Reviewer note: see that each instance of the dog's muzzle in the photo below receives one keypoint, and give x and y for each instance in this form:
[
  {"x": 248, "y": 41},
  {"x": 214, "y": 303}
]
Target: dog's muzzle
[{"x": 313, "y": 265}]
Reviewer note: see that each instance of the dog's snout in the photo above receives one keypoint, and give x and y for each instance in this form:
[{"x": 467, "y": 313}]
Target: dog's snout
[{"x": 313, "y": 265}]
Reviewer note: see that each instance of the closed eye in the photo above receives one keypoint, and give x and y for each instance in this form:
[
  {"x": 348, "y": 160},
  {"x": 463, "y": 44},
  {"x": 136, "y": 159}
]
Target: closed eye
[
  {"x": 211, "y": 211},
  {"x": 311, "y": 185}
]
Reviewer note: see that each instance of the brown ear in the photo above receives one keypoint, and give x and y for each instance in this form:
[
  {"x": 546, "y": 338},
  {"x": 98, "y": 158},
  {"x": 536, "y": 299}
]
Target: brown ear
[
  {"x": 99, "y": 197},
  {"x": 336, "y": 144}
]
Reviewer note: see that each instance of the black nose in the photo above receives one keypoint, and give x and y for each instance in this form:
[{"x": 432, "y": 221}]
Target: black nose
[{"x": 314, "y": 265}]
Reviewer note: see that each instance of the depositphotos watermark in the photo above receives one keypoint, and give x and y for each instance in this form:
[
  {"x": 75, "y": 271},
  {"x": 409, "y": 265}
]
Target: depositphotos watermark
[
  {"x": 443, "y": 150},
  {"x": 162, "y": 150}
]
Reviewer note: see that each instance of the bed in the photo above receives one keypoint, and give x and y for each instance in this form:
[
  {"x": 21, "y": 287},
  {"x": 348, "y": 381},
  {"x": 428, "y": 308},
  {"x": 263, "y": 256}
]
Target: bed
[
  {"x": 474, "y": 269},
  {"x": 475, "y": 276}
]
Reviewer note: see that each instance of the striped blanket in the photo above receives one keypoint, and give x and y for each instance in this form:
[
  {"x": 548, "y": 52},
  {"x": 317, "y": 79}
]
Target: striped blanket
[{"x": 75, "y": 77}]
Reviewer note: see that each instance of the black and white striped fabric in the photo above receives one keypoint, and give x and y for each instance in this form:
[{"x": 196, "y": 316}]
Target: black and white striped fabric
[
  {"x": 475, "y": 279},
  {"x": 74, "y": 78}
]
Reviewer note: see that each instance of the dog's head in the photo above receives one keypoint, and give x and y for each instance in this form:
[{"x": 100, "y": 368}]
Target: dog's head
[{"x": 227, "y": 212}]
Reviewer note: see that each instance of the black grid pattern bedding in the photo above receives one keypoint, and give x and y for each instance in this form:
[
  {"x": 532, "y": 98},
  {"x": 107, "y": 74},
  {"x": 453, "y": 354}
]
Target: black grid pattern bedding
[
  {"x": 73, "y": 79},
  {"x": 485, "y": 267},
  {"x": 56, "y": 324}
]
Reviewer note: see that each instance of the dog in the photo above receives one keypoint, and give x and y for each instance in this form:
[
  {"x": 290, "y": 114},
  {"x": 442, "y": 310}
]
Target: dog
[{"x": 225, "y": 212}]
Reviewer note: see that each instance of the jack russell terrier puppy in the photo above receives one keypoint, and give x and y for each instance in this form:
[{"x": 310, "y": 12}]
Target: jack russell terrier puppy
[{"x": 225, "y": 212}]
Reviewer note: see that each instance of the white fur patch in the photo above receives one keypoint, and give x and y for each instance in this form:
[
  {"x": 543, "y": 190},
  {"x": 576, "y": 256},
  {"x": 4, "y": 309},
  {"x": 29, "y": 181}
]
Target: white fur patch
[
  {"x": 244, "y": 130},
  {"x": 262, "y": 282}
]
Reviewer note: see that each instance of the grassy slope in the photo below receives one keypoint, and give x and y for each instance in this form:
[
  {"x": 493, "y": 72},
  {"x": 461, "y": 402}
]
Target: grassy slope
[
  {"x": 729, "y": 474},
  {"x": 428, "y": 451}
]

—————

Every record above should be output exactly.

Reviewer note: see that each instance of the dog's muzzle in the photo below receives one keypoint, and give x and y for each instance in this form:
[
  {"x": 248, "y": 41},
  {"x": 214, "y": 303}
]
Target: dog's muzzle
[{"x": 313, "y": 265}]
Reviewer note: see that each instance of the dog's snout in the photo above receives one keypoint, and give x and y for each instance in this form:
[{"x": 467, "y": 313}]
Target: dog's snout
[{"x": 313, "y": 265}]
Reviewer note: see that each instance of the closed eye in the photo above receives one keypoint, and give x and y for each instance in this form:
[
  {"x": 348, "y": 160},
  {"x": 463, "y": 44},
  {"x": 136, "y": 159}
]
Target: closed eye
[
  {"x": 211, "y": 211},
  {"x": 311, "y": 185}
]
Reviewer note: see that each instance of the brown ear in the photo above receives one keypoint, and give x and y for each instance in this form:
[
  {"x": 546, "y": 338},
  {"x": 98, "y": 158},
  {"x": 536, "y": 299}
]
Target: brown ear
[
  {"x": 99, "y": 197},
  {"x": 336, "y": 144}
]
Reviewer note: see that each instance of the black nose in the photo above receives one keypoint, and give x and y for each instance in this form:
[{"x": 432, "y": 221}]
Target: black nose
[{"x": 314, "y": 265}]
Reviewer note: see that each instance of the depositphotos watermark in the photo above receives one keypoint, and give x and y for each instance in this form:
[
  {"x": 75, "y": 271},
  {"x": 409, "y": 265}
]
Target: depositphotos watermark
[
  {"x": 443, "y": 150},
  {"x": 162, "y": 150}
]
Reviewer note: see that each instance of the bed in the photo above receives one keypoint, and give x and y for each instance in this form:
[
  {"x": 21, "y": 287},
  {"x": 348, "y": 381},
  {"x": 428, "y": 308},
  {"x": 263, "y": 256}
]
Target: bed
[
  {"x": 474, "y": 269},
  {"x": 475, "y": 276}
]
Reviewer note: see that each instance of the striped blanket in the photo above receives one keypoint, and give x and y for each instance in this form:
[
  {"x": 548, "y": 52},
  {"x": 317, "y": 79}
]
Target: striped blanket
[{"x": 75, "y": 77}]
Reviewer note: see that each instance of the black and white striped fabric in the photo above receives one keypoint, and give x and y for each instance in this form:
[{"x": 196, "y": 316}]
Target: black and white striped fabric
[
  {"x": 475, "y": 279},
  {"x": 74, "y": 78}
]
Reviewer note: see that each instance of the dog's head in the photo above receives one keypoint, and give x and y for each instance in this form:
[{"x": 100, "y": 368}]
Target: dog's head
[{"x": 227, "y": 212}]
Reviewer note: see that each instance of the black grid pattern bedding in the photo above receives one keypoint, and give x and y for each instance in this form:
[
  {"x": 532, "y": 98},
  {"x": 107, "y": 74},
  {"x": 453, "y": 354}
]
Target: black grid pattern bedding
[
  {"x": 73, "y": 79},
  {"x": 485, "y": 267},
  {"x": 56, "y": 324}
]
Reviewer note: see that each instance of the dog in the photo above receives one keypoint, and give x and y for each instance in this form:
[
  {"x": 290, "y": 114},
  {"x": 442, "y": 310}
]
Target: dog
[{"x": 225, "y": 212}]
Reviewer note: see that each instance of the jack russell terrier puppy in the photo above receives one keypoint, and give x and y for each instance in this form:
[{"x": 310, "y": 12}]
Target: jack russell terrier puppy
[{"x": 225, "y": 212}]
Reviewer note: see that each instance of the white fur patch in the photo above receives one keypoint, and give x and y for each instance in this form:
[
  {"x": 543, "y": 190},
  {"x": 576, "y": 256},
  {"x": 4, "y": 309},
  {"x": 29, "y": 181}
]
Target: white fur patch
[
  {"x": 244, "y": 130},
  {"x": 262, "y": 282}
]
Reviewer note: see that each instance of the grassy slope in the photo below receives one keypoint, and give x and y for each instance in this form:
[
  {"x": 493, "y": 72},
  {"x": 461, "y": 402}
]
Target: grassy slope
[
  {"x": 729, "y": 474},
  {"x": 428, "y": 451}
]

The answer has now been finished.